-------- Testo del documento
Josè Leandro Andrade (Barrio Salto, 20 novembre 1901) è stato uno dei più grandi giocatori nella storia del Calcio; occupa il 29° posto nella classifica dei migliori calciatori del XX secolo stilata dall’IFFHS. Con la maglia della Celeste, la Nazionale dell’Uruguay, vinse tutto: le Olimpiadi del 1924 e del 1928, il primo Campionato del Mondo giocato nel 1930 in casa sua dove fu anche il miglior giocatore del Torneo, Il Campeonato Sudamericano de Football (dal 1975 denominato Coppa America) nel 1923, 1924 e 1926. Con il suo club, il Peñarol di Montevideo, vinse tre campionati uruguaiani.
Giocava indifferentemente da mediano o da mezzala destra, dotato com’era di un’ottima tecnica individuale e una nitida visione di gioco a cui abbinava la velocità e l’agilità nonostante fosse alto un metro e ottanta, un’altezza rimarchevole a quei tempi. Iniziò a giocare nel Bella Vista, squadra dove militava José Nasazzi, lo storico capitano dell’Uruguay con cui vinse tutti i titoli dal 1923 al 1930. Giocò nel Nacional e nel Peñarol, trasferendosi poi in Argentina per vestire le maglie di River Plate, Atlético Atlanta e Talleres. Con i club segnò 107 gol, ma in nessun Torneo vinto con la Nazionale riuscì a segnare; d’altronde era un centrocampista vecchia maniera.
La svolta della sua vita avvenne con la vittoria in Coppa America del 1924 che obbligò la Federazione dell’Uruguay a partecipare alle Olimpiadi dello stesso anno a Parigi; era stato quello l’accordo preso tra calciatori e presidenza in caso di vittoria della Coppa. Com’era diverso il Calcio di quell’epoca: per poter sostenere i costi della spedizione il Presidente della Federazione, Atilio Narancio, ipotecò una propria casa e il resto lo raccolse con l’incasso di nove partite amichevoli organizzate per la Nazionale! E così la Celeste viaggio in nave da Montevideo fino in Spagna e da lì in treno fino in terra transalpina. Il Torneo Olimpico gli uruguagi lo dominarono vincendo le quattro partite con 17 reti all’attivo e 2 sole subite, battendo per 3 a 0 la Svizzera in una finale dall’esito già scritto. Andrade finì sotto la luce dei riflettori, non solo per le sue indiscusse qualità di calciatore, ma soprattutto perché i francesi non avevano mai visto giocare un nero a calcio. Andrade restò incantato dalla sfolgorante Parigi così enormemente differente dai posti in cui aveva fino a quel momento vissuto; fu la svolta della sua vita, seppure ne pagò care le conseguenze. Parigi degli anni ’20. Il Cafè de la Paix dove potevi incontrare Matisse, Mondrian, Picasso, Braque, Modigliani, Chagall, Duchamp, de Chirico, Magritte, Mirò, Hemingway, Scott Fitzgerald, Pound, Faulkner, Breton, gilde, Apollinaire Beckett e tanti altri protagonisti della vita culturale dell’epoca; Montmartre con i suoi bohemiens, l’Avenue des Champs Élysées con i suoi locali, Le Folies Bergère dove si esibivano i migliori artisti dell’epoca tra cui la donna che stregò Andrade, quella Josèphine Baker che era diventata la regina delle notti parigine. Andrade incominciò a non poter fare più a meno dei vestiti tagliati su misura, delle camicie di seta e delle scarpe di vernice luccicante; soprattutto non poté resistere alla vita notturna e allo Champagne. Questo stile di vita oramai lo aveva contagiato e anche al ritorno in patria non poté distaccarsene creandogli diversi problemi soprattutto per la dipendenza dall’alcool. Un altro episodio che segnò la sua vita accadde alle vittoriose Olimpiadi del 1928 ad Amsterdam; nella partita contro l’Italia finì fortuitamente con la testa contro un palo e si feri ad un occhio al quale nel corso degli anni perse la vista.
----------------
> **Compito scritto 1**
Ricopia fedelmente tutte le righe di annotazione delle forme, dalla prima all'ultima, lasciando fuori le immagini.
-------- Dati forniti
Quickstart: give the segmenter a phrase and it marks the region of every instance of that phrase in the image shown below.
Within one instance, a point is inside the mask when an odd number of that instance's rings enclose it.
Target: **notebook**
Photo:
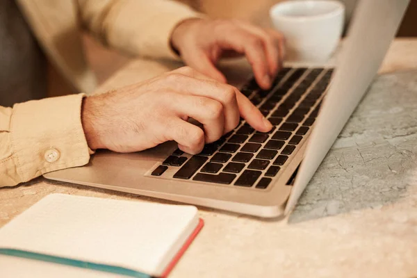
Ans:
[[[202,226],[193,206],[49,195],[0,229],[0,277],[166,277]]]

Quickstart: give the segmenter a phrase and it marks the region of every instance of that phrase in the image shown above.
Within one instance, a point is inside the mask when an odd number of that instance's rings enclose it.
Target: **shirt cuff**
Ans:
[[[48,98],[13,106],[10,134],[21,181],[88,163],[92,152],[81,117],[84,97]]]
[[[125,1],[113,15],[108,43],[133,56],[179,60],[171,47],[171,35],[182,21],[204,18],[190,7],[175,1]]]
----------------
> **Compito scritto 2**
Cita il testo su Andrade da "Josè Leandro Andrade" fino a "tre campionati uruguaiani." compreso.

> **Risposta esercizio 1**
Quickstart: give the segmenter a phrase and it marks the region of every instance of that phrase in the image shown below.
Within one instance, a point is inside the mask when an odd number of that instance's rings enclose it.
Target: **notebook**
Photo:
Ans:
[[[202,226],[193,206],[49,195],[0,229],[0,277],[166,277]]]

Quickstart: give the segmenter a phrase and it marks the region of every instance of that phrase in the image shown above.
Within one instance, a point is inside the mask when an odd number of that instance's rings enclose it.
Target: **shirt cuff**
Ans:
[[[48,98],[13,106],[10,134],[21,181],[88,163],[92,152],[81,117],[84,97]]]
[[[125,1],[113,15],[108,43],[133,56],[179,60],[171,47],[171,35],[182,21],[204,18],[190,7],[175,1]]]

> **Risposta esercizio 2**
Josè Leandro Andrade (Barrio Salto, 20 novembre 1901) è stato uno dei più grandi giocatori nella storia del Calcio; occupa il 29° posto nella classifica dei migliori calciatori del XX secolo stilata dall’IFFHS. Con la maglia della Celeste, la Nazionale dell’Uruguay, vinse tutto: le Olimpiadi del 1924 e del 1928, il primo Campionato del Mondo giocato nel 1930 in casa sua dove fu anche il miglior giocatore del Torneo, Il Campeonato Sudamericano de Football (dal 1975 denominato Coppa America) nel 1923, 1924 e 1926. Con il suo club, il Peñarol di Montevideo, vinse tre campionati uruguaiani.